Exercício: No texto sobre o processo de Camilo Castelo Branco, troque "Ana Plácido" por "Ana Augusta Plácido" e apresente tudo o que vai de "O PROCESSO (1859-1861)" até "1860 e 1861).".

Excerto do documento:
⁂
Processos Emblemáticos

Processos Emblemáticos

Camilo Castelo Branco

O PROCESSO (1859-1861)

Um dos mais famosos processos expostos no Museu do Tribunal da Relação do Porto diz respeito à acusação de adultério de Ana Plácido e Camilo Castelo Branco (1859-61). Julgados na cidade e encarcerados durante cerca de um ano na cadeia da Relação do Porto, enquanto decorriam as investigações e as posteriores sessões do tribunal, o processo espoletou um enorme interesse mediático, dividindo a sociedade e a opinião pública portuguesa. O próprio rei D. Pedro V fez questão de visitar o réu no cárcere por duas vezes (em 1860 e 1861).

© Camilo Castelo Branco, c. 1880; Autor: Photo Perez
Propriedade: Câmara Municipal de Vila Nova de Famalicão / Casa de Camilo

© Ana Augusta Plácido, c. 18--;
Propriedade: Câmara Municipal de Vila Nova de Famalicão / Casa de Camilo

CAMILO CASTELO BRANCO

CAMILO CASTELO BRANCO (1825-1890) teve uma vida atribulada e, apesar de nascido em Lisboa e com a infância e adolescência em Trás-os-Montes, com fortes ligações ao Porto. Em 1842 ingressa na Escola Médico-Cirúrgica do Porto, mas o seu carácter instável e irreverente encaminha-o para uma vida de boémia, repleta de amores e desamores, não chegando a finalizar o primeiro ano. Mas é também neste período que alicerça uma colaboração assídua nos jornais, publicando, em 1846, os seus primeiros trabalhos literários no jornal “O Nacional”.
⁂
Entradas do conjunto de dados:

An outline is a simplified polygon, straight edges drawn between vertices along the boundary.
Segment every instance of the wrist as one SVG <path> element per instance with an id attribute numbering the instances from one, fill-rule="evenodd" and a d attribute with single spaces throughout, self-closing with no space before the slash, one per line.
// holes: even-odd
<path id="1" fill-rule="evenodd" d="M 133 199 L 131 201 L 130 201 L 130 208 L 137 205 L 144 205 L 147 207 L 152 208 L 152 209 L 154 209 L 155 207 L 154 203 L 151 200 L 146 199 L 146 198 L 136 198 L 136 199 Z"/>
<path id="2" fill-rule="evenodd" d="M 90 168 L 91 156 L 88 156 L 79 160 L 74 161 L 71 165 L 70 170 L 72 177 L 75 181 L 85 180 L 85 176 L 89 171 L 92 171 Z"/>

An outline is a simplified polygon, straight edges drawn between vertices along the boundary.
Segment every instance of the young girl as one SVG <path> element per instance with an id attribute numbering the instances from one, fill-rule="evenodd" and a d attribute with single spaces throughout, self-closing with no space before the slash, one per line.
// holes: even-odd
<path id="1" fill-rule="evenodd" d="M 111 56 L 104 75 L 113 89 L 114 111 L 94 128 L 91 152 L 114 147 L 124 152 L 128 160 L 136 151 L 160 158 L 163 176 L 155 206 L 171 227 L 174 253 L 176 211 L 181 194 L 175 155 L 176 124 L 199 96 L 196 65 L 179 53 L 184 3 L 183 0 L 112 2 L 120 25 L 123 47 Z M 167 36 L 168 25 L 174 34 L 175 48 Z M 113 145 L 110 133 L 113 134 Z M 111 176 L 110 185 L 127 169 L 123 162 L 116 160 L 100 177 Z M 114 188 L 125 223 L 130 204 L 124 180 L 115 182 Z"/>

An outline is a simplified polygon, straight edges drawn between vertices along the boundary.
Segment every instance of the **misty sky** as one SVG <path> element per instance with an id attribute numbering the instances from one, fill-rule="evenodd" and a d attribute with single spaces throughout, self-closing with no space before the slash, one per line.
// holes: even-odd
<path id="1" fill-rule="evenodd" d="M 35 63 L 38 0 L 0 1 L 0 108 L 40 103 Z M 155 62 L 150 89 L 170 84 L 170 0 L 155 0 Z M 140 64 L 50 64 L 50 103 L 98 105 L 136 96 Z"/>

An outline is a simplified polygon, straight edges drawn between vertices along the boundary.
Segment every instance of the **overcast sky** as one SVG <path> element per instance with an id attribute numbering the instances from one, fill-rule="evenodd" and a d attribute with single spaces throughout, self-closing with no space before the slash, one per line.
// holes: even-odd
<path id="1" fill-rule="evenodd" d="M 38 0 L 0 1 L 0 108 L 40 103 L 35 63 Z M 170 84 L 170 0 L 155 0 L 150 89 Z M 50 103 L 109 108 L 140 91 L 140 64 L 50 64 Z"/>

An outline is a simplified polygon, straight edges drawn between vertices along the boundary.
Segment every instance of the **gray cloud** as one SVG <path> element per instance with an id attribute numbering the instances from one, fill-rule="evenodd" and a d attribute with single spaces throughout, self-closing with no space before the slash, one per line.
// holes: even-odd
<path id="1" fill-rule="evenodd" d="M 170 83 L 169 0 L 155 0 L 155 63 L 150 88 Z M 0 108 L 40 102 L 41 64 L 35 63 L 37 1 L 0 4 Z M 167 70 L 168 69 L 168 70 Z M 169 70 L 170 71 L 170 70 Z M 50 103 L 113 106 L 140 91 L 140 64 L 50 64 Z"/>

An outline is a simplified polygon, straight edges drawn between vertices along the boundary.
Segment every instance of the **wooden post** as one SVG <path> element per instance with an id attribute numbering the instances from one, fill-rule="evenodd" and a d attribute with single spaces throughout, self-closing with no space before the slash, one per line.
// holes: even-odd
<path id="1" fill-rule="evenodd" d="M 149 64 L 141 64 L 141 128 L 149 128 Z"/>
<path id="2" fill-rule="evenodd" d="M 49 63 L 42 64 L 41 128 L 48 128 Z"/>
⁂
Resposta escrita:
O PROCESSO (1859-1861)

Um dos mais famosos processos expostos no Museu do Tribunal da Relação do Porto diz respeito à acusação de adultério de Ana Augusta Plácido e Camilo Castelo Branco (1859-61). Julgados na cidade e encarcerados durante cerca de um ano na cadeia da Relação do Porto, enquanto decorriam as investigações e as posteriores sessões do tribunal, o processo espoletou um enorme interesse mediático, dividindo a sociedade e a opinião pública portuguesa. O próprio rei D. Pedro V fez questão de visitar o réu no cárcere por duas vezes (em 1860 e 1861).